## Problem
In the material, change "Markers" to "Pins" in the stretch from the line containing "Confirm that each instance of the hammered" through the end, and give those lines again with nothing else altered.

Records contained in a dataset:
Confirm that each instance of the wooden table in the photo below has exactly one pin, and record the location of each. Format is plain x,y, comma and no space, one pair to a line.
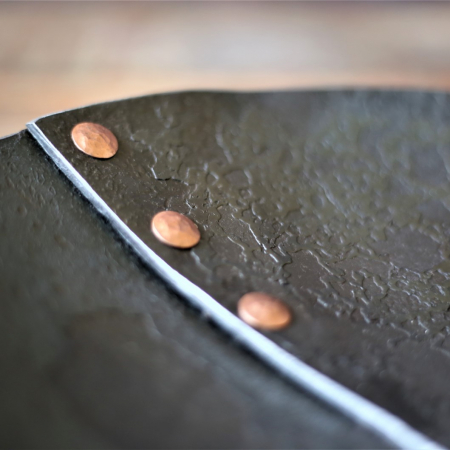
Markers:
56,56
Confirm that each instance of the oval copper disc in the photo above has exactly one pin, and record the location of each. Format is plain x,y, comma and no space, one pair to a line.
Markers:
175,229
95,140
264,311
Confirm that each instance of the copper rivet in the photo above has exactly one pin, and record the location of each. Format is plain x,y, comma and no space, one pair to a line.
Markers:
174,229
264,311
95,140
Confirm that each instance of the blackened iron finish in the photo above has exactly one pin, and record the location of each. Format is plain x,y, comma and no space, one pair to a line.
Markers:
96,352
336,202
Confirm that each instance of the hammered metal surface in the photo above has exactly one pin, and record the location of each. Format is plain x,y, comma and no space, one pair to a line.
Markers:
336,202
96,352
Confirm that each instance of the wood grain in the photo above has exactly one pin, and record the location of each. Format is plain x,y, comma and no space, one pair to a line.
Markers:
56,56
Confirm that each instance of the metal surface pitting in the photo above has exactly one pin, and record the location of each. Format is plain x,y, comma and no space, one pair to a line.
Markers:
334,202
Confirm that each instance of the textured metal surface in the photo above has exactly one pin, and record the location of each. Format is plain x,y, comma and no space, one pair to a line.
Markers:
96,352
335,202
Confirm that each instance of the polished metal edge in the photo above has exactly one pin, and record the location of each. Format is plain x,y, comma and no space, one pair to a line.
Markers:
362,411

## Output for this task
Confirm that each instance of the hammered metal surface in the photo above has exactly one pin, and record the location of each. Format is plain x,y, comma and no space, one pair to a line.
Pins:
336,202
96,352
Confirm that each instance of the wood grain in the photo above has exactly one pin, and record the location of each. Format is plain x,y, comma and no space, one pair to a line.
Pins:
56,56
Confirm that each instance of the metal surface pitting in the photo above has exactly one pin, and record the location of each. Format is plain x,y, comma and no space, one pair to a line.
Pins:
334,202
Confirm that each instance of the textured metal surface in the photo above has exactly one pin, and record the location of each. Format is plain x,y, comma and no space, one pair to a line.
Pins:
96,352
335,202
Confirm that each instance of the polished metal edge in the photo above has exactly one pin, and record the location of each. Format is plain x,y, comma and no space, one pair to a line.
Pins:
362,411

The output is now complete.